▶ WRITTEN REQUEST
Locate every line in the listing below that contains the string "second", and copy each of those lines.

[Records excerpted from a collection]

===

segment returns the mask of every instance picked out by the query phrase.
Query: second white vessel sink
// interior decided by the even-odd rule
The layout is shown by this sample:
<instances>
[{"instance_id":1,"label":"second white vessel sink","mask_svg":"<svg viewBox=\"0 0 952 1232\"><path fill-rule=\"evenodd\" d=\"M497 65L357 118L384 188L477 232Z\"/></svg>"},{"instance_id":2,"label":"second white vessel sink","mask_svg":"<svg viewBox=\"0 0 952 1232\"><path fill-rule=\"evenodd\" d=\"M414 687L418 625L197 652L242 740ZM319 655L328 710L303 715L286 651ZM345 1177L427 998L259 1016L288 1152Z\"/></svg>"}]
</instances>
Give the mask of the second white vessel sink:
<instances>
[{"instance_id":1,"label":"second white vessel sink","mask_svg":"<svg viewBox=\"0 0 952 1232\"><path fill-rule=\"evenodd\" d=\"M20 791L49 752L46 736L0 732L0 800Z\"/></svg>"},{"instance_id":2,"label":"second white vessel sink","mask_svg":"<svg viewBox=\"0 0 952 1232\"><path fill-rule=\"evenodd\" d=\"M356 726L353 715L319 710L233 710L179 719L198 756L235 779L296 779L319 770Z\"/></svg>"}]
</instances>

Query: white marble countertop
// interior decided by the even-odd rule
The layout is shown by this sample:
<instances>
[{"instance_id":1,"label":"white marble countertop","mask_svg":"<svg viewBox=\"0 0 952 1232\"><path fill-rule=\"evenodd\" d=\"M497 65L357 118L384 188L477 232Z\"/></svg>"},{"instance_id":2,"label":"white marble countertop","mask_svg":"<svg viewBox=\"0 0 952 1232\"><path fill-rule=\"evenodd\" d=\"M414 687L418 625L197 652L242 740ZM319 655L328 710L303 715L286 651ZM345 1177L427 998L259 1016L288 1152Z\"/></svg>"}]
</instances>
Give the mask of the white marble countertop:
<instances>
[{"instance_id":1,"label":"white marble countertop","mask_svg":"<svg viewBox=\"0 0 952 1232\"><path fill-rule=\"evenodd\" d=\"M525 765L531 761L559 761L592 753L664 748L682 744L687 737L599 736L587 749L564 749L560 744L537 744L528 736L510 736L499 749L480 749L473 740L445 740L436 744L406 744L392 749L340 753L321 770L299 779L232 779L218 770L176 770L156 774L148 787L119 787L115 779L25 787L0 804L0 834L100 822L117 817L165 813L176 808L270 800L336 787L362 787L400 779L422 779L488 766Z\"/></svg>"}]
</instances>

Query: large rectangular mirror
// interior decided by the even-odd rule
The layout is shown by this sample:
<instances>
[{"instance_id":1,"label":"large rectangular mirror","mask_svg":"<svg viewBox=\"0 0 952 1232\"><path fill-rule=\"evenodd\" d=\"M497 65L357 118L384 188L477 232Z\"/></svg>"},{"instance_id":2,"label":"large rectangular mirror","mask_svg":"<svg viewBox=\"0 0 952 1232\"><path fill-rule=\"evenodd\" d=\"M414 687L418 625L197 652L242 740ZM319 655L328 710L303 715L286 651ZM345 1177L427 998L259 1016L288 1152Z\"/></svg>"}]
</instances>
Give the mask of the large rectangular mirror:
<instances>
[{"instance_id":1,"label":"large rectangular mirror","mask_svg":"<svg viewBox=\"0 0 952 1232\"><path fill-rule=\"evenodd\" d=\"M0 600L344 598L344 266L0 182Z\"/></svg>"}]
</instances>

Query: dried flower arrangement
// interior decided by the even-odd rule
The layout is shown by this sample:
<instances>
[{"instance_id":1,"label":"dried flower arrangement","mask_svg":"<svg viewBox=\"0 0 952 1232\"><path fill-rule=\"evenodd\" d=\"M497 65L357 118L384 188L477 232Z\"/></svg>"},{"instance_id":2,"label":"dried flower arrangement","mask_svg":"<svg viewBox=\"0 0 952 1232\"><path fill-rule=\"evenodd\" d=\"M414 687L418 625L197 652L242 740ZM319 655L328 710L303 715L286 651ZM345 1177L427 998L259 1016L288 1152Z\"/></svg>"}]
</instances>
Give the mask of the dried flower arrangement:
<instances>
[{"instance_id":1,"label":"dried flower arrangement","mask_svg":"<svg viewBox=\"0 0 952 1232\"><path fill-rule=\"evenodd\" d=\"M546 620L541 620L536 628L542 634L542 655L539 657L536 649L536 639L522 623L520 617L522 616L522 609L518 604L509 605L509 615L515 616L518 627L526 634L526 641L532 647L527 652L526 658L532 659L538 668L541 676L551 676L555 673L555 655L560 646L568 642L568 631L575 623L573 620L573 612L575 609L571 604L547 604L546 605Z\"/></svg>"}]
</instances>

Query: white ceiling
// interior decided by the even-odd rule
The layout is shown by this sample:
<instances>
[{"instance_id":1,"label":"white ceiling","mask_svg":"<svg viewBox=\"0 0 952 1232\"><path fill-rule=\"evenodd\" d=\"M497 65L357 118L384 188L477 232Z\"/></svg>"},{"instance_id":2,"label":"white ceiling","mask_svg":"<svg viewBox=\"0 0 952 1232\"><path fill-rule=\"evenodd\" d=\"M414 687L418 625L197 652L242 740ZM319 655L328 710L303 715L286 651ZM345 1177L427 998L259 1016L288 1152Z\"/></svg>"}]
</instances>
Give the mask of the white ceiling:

===

▶ CORRECT RESULT
Query: second white vessel sink
[{"instance_id":1,"label":"second white vessel sink","mask_svg":"<svg viewBox=\"0 0 952 1232\"><path fill-rule=\"evenodd\" d=\"M497 65L357 118L384 188L477 232Z\"/></svg>"},{"instance_id":2,"label":"second white vessel sink","mask_svg":"<svg viewBox=\"0 0 952 1232\"><path fill-rule=\"evenodd\" d=\"M414 687L418 625L197 652L242 740ZM319 655L328 710L303 715L286 651ZM345 1177L427 998L259 1016L288 1152Z\"/></svg>"}]
Give the mask of the second white vessel sink:
[{"instance_id":1,"label":"second white vessel sink","mask_svg":"<svg viewBox=\"0 0 952 1232\"><path fill-rule=\"evenodd\" d=\"M20 791L49 752L46 736L0 732L0 800Z\"/></svg>"},{"instance_id":2,"label":"second white vessel sink","mask_svg":"<svg viewBox=\"0 0 952 1232\"><path fill-rule=\"evenodd\" d=\"M356 726L353 715L319 710L233 710L179 719L198 756L235 779L296 779L319 770Z\"/></svg>"}]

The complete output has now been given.